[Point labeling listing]
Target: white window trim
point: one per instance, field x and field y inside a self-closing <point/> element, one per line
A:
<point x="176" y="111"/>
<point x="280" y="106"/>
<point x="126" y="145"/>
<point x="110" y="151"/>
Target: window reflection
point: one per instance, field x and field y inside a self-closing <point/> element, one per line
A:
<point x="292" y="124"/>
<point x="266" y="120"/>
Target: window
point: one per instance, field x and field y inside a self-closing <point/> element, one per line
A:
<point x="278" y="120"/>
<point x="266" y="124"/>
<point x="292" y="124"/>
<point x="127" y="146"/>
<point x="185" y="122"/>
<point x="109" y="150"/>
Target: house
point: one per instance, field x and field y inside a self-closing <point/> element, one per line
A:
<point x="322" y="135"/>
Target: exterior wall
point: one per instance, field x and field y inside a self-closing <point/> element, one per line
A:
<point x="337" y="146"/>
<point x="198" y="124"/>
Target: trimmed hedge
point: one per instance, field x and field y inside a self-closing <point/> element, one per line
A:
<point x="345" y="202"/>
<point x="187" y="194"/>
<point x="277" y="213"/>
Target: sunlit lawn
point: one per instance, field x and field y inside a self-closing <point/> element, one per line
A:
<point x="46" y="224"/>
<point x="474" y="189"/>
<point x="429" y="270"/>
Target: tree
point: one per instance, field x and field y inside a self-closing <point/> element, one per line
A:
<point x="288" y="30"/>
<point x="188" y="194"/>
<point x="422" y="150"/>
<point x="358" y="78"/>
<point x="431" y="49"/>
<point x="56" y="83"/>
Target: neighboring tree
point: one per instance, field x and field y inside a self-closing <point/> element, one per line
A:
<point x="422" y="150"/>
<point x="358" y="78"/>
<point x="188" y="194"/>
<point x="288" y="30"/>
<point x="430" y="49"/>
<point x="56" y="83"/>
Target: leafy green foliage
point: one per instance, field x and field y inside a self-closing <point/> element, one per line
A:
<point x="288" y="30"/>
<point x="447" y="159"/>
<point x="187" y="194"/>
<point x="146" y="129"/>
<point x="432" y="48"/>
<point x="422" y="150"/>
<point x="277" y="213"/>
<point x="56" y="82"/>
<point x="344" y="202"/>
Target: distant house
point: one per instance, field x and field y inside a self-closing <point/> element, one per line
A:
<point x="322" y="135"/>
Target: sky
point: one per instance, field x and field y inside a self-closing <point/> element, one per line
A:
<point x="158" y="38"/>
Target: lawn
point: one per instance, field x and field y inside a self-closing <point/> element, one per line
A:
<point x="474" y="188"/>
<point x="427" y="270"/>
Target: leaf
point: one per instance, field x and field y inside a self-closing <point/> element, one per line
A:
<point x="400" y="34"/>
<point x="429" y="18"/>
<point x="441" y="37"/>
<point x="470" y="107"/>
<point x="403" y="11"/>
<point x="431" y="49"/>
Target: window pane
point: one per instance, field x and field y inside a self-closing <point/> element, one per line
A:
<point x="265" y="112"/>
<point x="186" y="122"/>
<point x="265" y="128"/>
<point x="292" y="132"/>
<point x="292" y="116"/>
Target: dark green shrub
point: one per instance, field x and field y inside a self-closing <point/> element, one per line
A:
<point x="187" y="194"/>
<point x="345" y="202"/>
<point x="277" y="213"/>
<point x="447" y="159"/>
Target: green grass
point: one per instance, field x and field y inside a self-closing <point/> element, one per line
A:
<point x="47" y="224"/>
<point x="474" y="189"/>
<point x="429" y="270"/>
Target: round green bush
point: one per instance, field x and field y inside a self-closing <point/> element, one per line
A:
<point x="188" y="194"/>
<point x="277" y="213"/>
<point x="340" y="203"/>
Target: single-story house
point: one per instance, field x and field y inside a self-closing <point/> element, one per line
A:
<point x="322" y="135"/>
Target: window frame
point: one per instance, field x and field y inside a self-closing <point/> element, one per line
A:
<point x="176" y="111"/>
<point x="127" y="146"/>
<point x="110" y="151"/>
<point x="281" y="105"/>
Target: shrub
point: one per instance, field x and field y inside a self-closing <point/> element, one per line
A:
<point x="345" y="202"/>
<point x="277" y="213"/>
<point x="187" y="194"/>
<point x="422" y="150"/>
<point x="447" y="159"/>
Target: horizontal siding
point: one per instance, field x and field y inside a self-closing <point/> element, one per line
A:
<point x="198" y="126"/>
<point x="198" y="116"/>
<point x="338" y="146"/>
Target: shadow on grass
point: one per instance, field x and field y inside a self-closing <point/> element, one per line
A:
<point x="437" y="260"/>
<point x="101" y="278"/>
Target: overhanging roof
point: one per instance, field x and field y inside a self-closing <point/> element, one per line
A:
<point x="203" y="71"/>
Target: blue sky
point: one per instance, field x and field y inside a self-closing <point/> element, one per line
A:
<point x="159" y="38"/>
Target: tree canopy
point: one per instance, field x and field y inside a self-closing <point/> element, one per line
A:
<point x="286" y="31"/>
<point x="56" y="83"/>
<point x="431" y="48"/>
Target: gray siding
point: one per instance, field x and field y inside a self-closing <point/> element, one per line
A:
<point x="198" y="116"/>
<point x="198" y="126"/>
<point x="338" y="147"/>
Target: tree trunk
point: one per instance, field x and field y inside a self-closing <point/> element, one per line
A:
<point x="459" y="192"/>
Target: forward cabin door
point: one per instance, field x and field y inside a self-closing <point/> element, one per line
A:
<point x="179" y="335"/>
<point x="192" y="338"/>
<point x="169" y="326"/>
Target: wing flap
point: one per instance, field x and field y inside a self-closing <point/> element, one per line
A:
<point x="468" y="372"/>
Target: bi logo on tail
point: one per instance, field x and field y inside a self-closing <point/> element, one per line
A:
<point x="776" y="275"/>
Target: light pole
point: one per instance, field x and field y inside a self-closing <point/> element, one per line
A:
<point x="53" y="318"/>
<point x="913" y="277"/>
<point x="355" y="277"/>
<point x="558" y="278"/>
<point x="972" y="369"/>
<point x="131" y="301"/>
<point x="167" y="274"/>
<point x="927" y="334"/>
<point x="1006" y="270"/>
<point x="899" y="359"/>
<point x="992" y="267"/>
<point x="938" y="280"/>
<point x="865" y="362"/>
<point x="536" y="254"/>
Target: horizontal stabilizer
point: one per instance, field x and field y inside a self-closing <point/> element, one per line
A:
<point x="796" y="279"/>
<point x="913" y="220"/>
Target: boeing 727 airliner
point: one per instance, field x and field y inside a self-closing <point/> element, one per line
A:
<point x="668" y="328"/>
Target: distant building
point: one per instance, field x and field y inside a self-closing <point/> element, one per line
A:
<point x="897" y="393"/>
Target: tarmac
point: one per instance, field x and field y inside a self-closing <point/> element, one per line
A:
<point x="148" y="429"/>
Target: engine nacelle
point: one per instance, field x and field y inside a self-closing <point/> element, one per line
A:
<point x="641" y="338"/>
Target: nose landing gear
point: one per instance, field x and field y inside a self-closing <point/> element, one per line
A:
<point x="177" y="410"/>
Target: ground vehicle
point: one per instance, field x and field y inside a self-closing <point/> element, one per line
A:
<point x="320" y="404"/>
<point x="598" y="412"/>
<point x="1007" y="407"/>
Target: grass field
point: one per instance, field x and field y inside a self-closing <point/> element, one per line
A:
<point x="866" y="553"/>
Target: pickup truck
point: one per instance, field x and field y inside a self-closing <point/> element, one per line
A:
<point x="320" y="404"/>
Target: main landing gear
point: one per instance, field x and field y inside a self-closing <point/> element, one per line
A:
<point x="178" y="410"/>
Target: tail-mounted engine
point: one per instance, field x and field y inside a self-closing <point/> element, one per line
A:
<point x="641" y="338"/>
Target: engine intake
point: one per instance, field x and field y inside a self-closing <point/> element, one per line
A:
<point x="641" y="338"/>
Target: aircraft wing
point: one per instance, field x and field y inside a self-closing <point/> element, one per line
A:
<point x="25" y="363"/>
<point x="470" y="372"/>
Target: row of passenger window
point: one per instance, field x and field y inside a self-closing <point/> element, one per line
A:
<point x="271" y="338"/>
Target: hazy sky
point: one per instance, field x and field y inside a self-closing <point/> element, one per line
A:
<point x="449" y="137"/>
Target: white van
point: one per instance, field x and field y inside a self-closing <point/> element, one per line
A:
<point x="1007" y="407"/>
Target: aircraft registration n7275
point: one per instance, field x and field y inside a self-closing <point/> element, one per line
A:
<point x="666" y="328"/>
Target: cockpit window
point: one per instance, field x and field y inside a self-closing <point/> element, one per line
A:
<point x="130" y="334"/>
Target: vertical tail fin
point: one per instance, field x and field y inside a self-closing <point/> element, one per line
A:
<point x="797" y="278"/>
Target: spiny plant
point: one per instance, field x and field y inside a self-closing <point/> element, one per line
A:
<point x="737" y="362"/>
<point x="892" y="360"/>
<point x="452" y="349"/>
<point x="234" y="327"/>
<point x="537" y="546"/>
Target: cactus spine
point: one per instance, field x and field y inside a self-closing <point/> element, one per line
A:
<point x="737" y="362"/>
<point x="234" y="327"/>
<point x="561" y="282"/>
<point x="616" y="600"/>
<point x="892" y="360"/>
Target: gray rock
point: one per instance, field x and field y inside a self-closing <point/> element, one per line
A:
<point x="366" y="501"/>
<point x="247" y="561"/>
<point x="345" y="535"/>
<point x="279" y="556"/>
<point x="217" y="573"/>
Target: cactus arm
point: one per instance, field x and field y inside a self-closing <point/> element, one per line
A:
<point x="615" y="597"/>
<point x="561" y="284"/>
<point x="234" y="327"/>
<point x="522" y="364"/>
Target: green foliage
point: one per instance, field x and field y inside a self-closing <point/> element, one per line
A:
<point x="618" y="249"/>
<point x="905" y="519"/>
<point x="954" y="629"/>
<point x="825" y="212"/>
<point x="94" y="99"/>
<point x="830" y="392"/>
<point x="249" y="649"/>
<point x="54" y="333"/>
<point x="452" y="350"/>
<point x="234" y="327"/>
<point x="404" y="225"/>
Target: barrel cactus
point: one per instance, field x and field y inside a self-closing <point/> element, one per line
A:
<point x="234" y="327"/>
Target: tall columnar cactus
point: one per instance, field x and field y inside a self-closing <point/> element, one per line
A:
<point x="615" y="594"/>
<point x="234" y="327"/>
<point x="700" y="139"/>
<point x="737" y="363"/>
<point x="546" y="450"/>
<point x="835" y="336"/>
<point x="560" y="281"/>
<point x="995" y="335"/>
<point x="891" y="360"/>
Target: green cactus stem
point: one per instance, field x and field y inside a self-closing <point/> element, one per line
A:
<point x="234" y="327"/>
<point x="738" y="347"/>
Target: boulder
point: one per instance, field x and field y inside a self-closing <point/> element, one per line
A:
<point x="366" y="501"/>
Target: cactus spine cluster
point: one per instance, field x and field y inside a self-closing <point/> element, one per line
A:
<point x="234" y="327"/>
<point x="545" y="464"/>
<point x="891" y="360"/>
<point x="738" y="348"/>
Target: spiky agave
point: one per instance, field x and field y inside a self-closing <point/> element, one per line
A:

→ **EXERCISE BRIEF**
Render the lines of the listing as a numbered list, starting with the line containing "Target: barrel cactus" and going on through the final line of the listing, and leave out any blank lines.

→ **EXERCISE RESULT**
1. Target: barrel cactus
2. point: one per instance, field x and field y inside a self-closing <point/> element, one per line
3. A:
4. <point x="234" y="327"/>
5. Target: tall columnar cactus
6. point: one per instance, field x and field y inside a self-closing <point/> element, one per line
7. A:
8. <point x="615" y="594"/>
9. <point x="234" y="327"/>
10. <point x="700" y="139"/>
11. <point x="737" y="363"/>
12. <point x="546" y="450"/>
13. <point x="835" y="336"/>
14. <point x="560" y="281"/>
15. <point x="995" y="335"/>
16. <point x="891" y="360"/>
17. Target: green cactus stem
18. point: one per instance, field x and field y inside a self-closing <point/> element, one per line
19. A:
20. <point x="234" y="327"/>
21. <point x="738" y="347"/>
22. Target: boulder
23. point: one per instance, field x and field y inside a self-closing <point/> element, one per line
24. A:
25. <point x="366" y="501"/>
26. Target: cactus spine cluster
27. point: one per instance, field x and field y inside a self-closing <point/> element, one per line
28. A:
29. <point x="234" y="327"/>
30. <point x="545" y="464"/>
31. <point x="891" y="360"/>
32. <point x="738" y="348"/>
33. Target: spiky agave
34. point: one per instance, field x and field y inside a self-closing <point/> element, one per line
35. A:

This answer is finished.